◆ Document text
•••

Find by single indent value

I have a 400-page document which was converted from a PDF file and is therefore completely messed up in all kinds of ways. There is some application of paragraph styles, but it’s random and erratic, and everything has the most ridiculous direct-formatting overrides. I’m trying to apply the base paragraph styles without having to go through 400 pages and applying to each paragraph individually.

The most consistent feature of the messed-up formatting is the paragraph indenting (left indent and/or first-line indent, but not right indent, which is all over the shop and more or less varies for every paragraph in the document), so I’m trying to do some fairly simple finds to apply styles in bulk… but it doesn’t seem to be possible.

In the Find and Replace dialog, you can enter various indenting options in Format → Indents & Spacing, but the issue is that if I enter a value in “First line” and leave the others blank, the other two options (“Before text” and “After text”) are force-filled to a value of zero when I hit “OK”, which completely defeats the purpose when the whole point is that the other values vary. (Word does the same thing, which was the reason I tried in LO in the first place.)

•••

◆ Given data
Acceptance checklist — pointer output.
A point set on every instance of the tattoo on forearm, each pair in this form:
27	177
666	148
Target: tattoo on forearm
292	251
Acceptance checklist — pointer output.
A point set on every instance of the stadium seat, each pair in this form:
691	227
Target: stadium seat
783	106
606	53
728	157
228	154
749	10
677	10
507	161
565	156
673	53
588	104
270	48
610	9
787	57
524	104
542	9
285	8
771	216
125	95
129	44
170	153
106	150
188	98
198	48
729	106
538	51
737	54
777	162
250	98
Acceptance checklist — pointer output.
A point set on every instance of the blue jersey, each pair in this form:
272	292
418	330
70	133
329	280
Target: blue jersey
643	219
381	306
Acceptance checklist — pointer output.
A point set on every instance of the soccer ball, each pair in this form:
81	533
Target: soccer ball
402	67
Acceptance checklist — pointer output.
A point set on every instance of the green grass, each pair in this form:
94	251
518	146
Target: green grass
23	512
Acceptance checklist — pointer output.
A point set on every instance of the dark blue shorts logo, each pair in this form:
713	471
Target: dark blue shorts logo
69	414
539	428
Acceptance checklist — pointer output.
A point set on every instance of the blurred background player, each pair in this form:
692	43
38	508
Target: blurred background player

•••

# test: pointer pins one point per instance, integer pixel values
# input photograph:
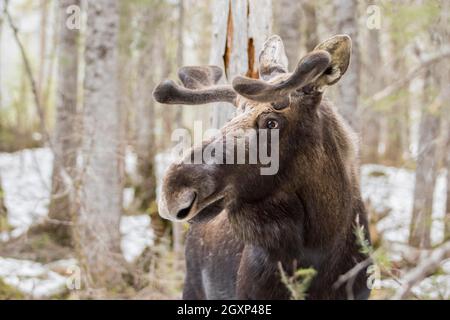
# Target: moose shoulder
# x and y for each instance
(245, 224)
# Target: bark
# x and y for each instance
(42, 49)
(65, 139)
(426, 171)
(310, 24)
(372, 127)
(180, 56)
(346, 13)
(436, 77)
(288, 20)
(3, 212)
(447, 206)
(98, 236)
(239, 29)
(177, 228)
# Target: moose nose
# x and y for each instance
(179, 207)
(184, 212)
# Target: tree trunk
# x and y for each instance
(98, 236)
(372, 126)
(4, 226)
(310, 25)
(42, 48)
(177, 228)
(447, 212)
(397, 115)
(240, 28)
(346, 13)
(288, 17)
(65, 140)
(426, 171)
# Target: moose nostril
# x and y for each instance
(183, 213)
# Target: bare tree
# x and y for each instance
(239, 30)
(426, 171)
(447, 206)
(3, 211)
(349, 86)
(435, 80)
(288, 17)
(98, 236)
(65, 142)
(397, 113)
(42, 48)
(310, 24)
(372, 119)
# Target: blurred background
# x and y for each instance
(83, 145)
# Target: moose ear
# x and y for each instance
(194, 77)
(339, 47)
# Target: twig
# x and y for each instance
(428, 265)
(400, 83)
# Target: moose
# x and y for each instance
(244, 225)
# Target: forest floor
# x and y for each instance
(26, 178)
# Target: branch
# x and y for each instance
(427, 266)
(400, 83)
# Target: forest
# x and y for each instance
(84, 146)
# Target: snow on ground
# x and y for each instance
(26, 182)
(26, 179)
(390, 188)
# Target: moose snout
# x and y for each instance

•••

◆ Problem statement
Copy the forum post about finding by indent value, starting at "In the Find" and ending at "the first place.)", but swap "dialog" for "window".

◆ Result of the task
In the Find and Replace window, you can enter various indenting options in Format → Indents & Spacing, but the issue is that if I enter a value in “First line” and leave the others blank, the other two options (“Before text” and “After text”) are force-filled to a value of zero when I hit “OK”, which completely defeats the purpose when the whole point is that the other values vary. (Word does the same thing, which was the reason I tried in LO in the first place.)